**Page:**
Former Chelsea Women’s captain, and now club ambassador, Katie Chapman has been on a mission to the Jordan/Syria border, to run football training sessions in a refugee camp. “We have a perception of refugees,” said Katie. “I wanted to go and experience what life is really like for these people.” In a three-day visit to
Former Chelsea Women’s captain, and now club ambassador, Katie Chapman has been on a mission to the Jordan/Syria border, to run football training sessions in a refugee camp.
“We have a perception of refugees,” said Katie. “I wanted to go and experience what life is really like for these people.”
In a three-day visit to the Azraq refugee camp, Katie and a group of Chelsea Foundation coaches ran 10 sessions for Syrian children whose families have fled their homeland since the conflict began in 2011.
Working with the football club’s global charity partner, Plan International, she was able to gain special access to the camp in the desert outside the Jordanian capital Amman, which is home to more than 35,000 Syrian refugees, to give training sessions to groups of boys and girls aged 10 to 17.
The camp is split into villages, encouraging community spirit between the occupants, with 9,000 refugees in Village 5, which Katie visited – housed after fleeing ISIS-held areas in neighbouring Syria.

**Data provided:**
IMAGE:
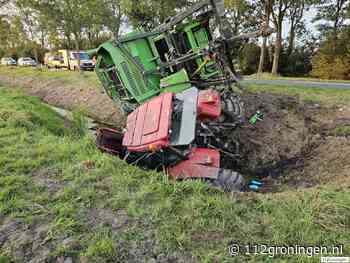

**Goal A:**
Translate this sentence from the article on Katie Chapman's refugee camp visit into Spanish: "In a three-day visit to the Azraq refugee camp, Katie and a group of Chelsea Foundation coaches ran 10 sessions for Syrian children whose families have fled their homeland since the conflict began in 2011."
**Goal B:**
Continue the article on Katie Chapman's refugee camp visit from the point where it ends.
The material has no connection to the article about Katie Chapman's visit to the refugee camp.

**Response A:**
En una visita de tres días al campo de refugiados de Azraq, Katie y un grupo de entrenadores de la Chelsea Foundation dirigieron 10 sesiones para niños sirios cuyas familias han huido de su patria desde que comenzó el conflicto en 2011.

**Response B:**
They cannot move freely in and out of the camp, with the area surrounded by high fences, and it has only just received electricity. As well as the coaching sessions, Katie and the Chelsea Foundation staff met mothers and their babies, one just 15 days old, attending an early childhood care and development centre.
Katie, herself a mum-of-three, visited a second ‘village’ within the refugee camp to meet a family in their shelter, hearing the story of how they fled Syria to come to Jordan.
“To visit the family and their shelter was unbelievable,” she said. “They have made it so homely from such limited resources, and their story, with six children trying to cross a border with the danger of bombs and snipers, people taking money off them as they try to escape, all while being hungry and thirsty, trying to find somewhere safe, was just incredible. I had tears in my eyes as we listened.”
Katie said that the camp, while by no means perfect, at least gave the families in it, and especially the children, hope for the future. “It’s what a family should be like, it strips away all the technology and the rubbish that we have and take for granted,” she said. “They are a real family, they spend their days together, they eat together. They have no choice but they are making the very most of it, and they have created a home.”
As part of Chelsea’s partnership with the charity, football is used to break barriers, challenge attitudes and bring communities together.
Katie now hopes to be able to do more, and learn more, on similar trips in her new ambassadorial role. “Without Plan International and the other charities that are working at Azraq, these people would have nothing – no education, no nurseries, no football facilities or even footballs. It’s so important. It gives these people hope when they have nothing and nowhere else to go.”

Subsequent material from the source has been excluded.